__Exercise details__: Reproduce the items below, putting "description" wherever "noun phrase" occurs and leaving every other character as it is.

--- Start of Material for the task ---

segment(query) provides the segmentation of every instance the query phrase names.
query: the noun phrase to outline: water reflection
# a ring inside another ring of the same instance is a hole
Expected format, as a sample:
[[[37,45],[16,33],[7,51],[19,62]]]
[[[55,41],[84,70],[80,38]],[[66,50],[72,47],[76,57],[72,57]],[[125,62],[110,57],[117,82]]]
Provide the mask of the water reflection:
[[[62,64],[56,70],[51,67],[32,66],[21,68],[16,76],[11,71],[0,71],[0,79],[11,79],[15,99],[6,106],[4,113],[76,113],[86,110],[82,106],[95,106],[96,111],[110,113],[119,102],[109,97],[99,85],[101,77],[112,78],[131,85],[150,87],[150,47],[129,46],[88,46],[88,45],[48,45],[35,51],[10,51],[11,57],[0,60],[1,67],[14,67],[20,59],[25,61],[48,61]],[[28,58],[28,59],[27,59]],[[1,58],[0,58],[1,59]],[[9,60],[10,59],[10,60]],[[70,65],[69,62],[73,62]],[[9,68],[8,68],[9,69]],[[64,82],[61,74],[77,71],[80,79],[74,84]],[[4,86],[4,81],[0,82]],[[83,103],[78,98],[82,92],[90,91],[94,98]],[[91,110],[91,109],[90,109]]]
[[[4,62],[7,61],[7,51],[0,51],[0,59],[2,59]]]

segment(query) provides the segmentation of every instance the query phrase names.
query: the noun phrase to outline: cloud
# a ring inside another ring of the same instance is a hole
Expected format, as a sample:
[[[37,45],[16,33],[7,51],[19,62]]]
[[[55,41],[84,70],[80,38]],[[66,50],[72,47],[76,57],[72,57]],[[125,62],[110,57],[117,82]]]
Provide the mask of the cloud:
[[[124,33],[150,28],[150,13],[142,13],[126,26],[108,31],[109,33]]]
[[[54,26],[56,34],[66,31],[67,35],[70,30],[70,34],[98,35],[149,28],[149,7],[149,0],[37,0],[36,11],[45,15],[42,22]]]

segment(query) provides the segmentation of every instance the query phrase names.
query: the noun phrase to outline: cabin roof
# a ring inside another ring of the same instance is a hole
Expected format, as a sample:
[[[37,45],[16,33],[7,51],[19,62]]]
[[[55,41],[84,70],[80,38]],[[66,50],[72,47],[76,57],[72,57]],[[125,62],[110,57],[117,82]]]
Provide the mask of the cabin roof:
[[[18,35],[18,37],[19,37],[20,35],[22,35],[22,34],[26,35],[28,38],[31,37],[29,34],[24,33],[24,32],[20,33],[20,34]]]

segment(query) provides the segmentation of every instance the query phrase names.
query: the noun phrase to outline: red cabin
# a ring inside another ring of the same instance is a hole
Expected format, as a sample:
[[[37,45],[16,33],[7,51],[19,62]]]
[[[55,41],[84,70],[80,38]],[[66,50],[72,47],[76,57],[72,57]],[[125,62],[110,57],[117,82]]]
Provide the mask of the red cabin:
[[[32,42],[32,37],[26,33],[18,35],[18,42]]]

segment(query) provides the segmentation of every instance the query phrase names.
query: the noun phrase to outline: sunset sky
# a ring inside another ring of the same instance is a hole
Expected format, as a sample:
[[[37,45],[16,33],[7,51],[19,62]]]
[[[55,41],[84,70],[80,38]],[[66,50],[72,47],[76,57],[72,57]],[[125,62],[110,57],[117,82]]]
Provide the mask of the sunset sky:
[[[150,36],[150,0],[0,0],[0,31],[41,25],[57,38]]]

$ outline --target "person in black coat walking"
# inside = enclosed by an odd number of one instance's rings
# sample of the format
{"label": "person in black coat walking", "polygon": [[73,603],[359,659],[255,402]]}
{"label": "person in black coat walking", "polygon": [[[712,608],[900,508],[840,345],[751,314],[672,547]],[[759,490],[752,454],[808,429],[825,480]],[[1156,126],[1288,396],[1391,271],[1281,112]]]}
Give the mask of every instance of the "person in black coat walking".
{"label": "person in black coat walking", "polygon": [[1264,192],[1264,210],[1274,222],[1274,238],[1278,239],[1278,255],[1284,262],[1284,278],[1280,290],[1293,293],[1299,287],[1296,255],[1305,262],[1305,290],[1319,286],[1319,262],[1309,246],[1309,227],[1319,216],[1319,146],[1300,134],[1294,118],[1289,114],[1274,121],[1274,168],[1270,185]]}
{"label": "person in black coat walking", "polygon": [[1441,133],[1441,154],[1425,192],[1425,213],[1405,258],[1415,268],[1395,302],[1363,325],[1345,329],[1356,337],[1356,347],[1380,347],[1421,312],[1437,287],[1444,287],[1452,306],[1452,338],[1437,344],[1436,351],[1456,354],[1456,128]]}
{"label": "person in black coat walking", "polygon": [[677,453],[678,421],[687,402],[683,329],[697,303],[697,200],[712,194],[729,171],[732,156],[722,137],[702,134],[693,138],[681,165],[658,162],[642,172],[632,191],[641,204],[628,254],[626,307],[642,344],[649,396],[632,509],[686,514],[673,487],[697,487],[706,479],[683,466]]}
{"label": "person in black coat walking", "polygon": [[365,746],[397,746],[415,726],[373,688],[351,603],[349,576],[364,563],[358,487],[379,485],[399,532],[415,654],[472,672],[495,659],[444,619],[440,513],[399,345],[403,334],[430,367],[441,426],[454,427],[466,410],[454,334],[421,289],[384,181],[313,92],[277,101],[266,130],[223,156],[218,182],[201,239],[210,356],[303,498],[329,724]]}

--- End of Material for the task ---

__Exercise solution__:
segment(query) provides the segmentation of every instance the query phrase names.
query: the description to outline: water reflection
# a ring inside another ring of the same instance is a hole
Expected format, as a sample:
[[[37,45],[16,33],[7,51],[19,62]]]
[[[55,41],[84,70],[80,38]],[[66,50],[72,47],[76,57],[72,57]],[[125,62],[110,57],[117,82]]]
Provide the mask of the water reflection:
[[[62,64],[56,70],[51,67],[32,66],[21,68],[16,76],[11,71],[0,71],[0,79],[11,79],[15,99],[6,106],[4,113],[76,113],[86,110],[82,106],[95,106],[96,111],[110,113],[119,102],[109,97],[99,85],[101,77],[112,78],[131,85],[150,87],[150,47],[129,46],[88,46],[88,45],[48,45],[35,51],[10,51],[11,57],[0,60],[1,67],[14,67],[20,59],[25,61],[48,61]],[[28,58],[28,59],[27,59]],[[1,58],[0,58],[1,59]],[[9,60],[10,59],[10,60]],[[70,65],[69,62],[73,62]],[[9,68],[8,68],[9,69]],[[64,82],[61,74],[77,71],[80,79],[74,84]],[[4,86],[4,81],[0,82]],[[83,103],[78,98],[82,92],[90,91],[94,98]],[[91,110],[91,109],[90,109]]]
[[[4,62],[7,61],[7,51],[0,51],[0,59],[2,59]]]

segment(query) provides the segmentation of every instance the query phrase names.
query: the description to outline: cloud
# a ring inside another ring of the same instance is a hole
Expected format, as a sample:
[[[37,45],[16,33],[7,51],[19,62]]]
[[[55,41],[84,70],[80,38]],[[66,50],[72,47],[76,57],[72,57]],[[125,62],[110,57],[117,82]]]
Provide the mask of the cloud:
[[[124,33],[150,28],[150,13],[142,13],[126,26],[108,31],[109,33]]]
[[[54,26],[56,34],[66,31],[67,35],[70,30],[70,34],[98,35],[149,28],[149,7],[149,0],[37,0],[36,11],[45,15],[42,22]]]

segment(query) provides the segmentation of every instance the query phrase names.
query: the description to outline: cabin roof
# a ring inside another ring of the same instance is a hole
Expected format, as a sample:
[[[37,45],[16,33],[7,51],[19,62]]]
[[[55,41],[84,70],[80,38]],[[66,50],[72,47],[76,57],[72,57]],[[125,62],[110,57],[117,82]]]
Provide the mask of the cabin roof:
[[[18,35],[18,37],[19,37],[20,35],[22,35],[22,34],[26,35],[28,38],[31,37],[29,34],[24,33],[24,32],[20,33],[20,34]]]

segment(query) provides the segmentation of every instance the query phrase names.
query: the description to outline: red cabin
# a ring inside another ring of the same instance is a hole
Expected format, as a sample:
[[[37,45],[16,33],[7,51],[19,62]]]
[[[55,41],[84,70],[80,38]],[[66,50],[72,47],[76,57],[72,57]],[[125,62],[110,57],[117,82]]]
Provide the mask of the red cabin:
[[[32,42],[32,37],[26,33],[18,35],[18,42]]]

segment(query) provides the segmentation of every instance the query phrase names.
query: the description to outline: sunset sky
# a ring inside another ring of the same instance is a hole
Expected format, as a sample:
[[[37,45],[16,33],[7,51],[19,62]]]
[[[55,41],[84,70],[80,38]],[[66,50],[72,47],[76,57],[72,57]],[[125,62],[110,57],[117,82]]]
Provide the mask of the sunset sky:
[[[150,36],[150,0],[0,0],[0,31],[41,25],[57,38]]]

$ outline --target "person in black coat walking"
# inside = enclosed by an odd number of one instance's rings
# sample of the format
{"label": "person in black coat walking", "polygon": [[73,603],[359,659],[255,402]]}
{"label": "person in black coat walking", "polygon": [[[712,608],[900,508],[840,345],[751,314],[672,547]],[[759,490],[752,454],[808,429],[825,480]],[[1156,126],[1288,396],[1391,271],[1281,112]]]}
Give the mask of every instance of the "person in black coat walking".
{"label": "person in black coat walking", "polygon": [[1264,192],[1264,210],[1274,222],[1274,238],[1278,239],[1278,255],[1284,262],[1284,278],[1280,290],[1293,293],[1299,287],[1296,255],[1305,262],[1305,290],[1319,286],[1319,262],[1309,246],[1309,227],[1319,216],[1319,146],[1300,134],[1294,118],[1289,114],[1274,121],[1274,168],[1270,185]]}
{"label": "person in black coat walking", "polygon": [[1441,133],[1441,154],[1425,192],[1425,213],[1405,258],[1415,268],[1395,302],[1363,325],[1345,329],[1356,337],[1356,347],[1380,347],[1421,312],[1437,287],[1444,287],[1452,306],[1452,338],[1437,344],[1436,351],[1456,354],[1456,128]]}
{"label": "person in black coat walking", "polygon": [[677,453],[678,421],[687,402],[683,329],[697,303],[697,200],[712,194],[729,171],[732,156],[722,137],[702,134],[693,138],[681,165],[658,162],[642,172],[632,191],[641,204],[628,254],[626,307],[642,344],[649,396],[632,509],[686,514],[673,487],[697,487],[706,479],[683,466]]}
{"label": "person in black coat walking", "polygon": [[365,746],[397,746],[415,726],[373,688],[351,603],[349,576],[364,563],[358,487],[379,485],[399,532],[415,654],[472,672],[495,659],[444,619],[440,513],[399,345],[403,334],[430,367],[441,426],[454,427],[466,410],[454,334],[421,289],[384,181],[313,92],[277,101],[266,130],[223,156],[218,182],[201,239],[210,356],[303,498],[329,724]]}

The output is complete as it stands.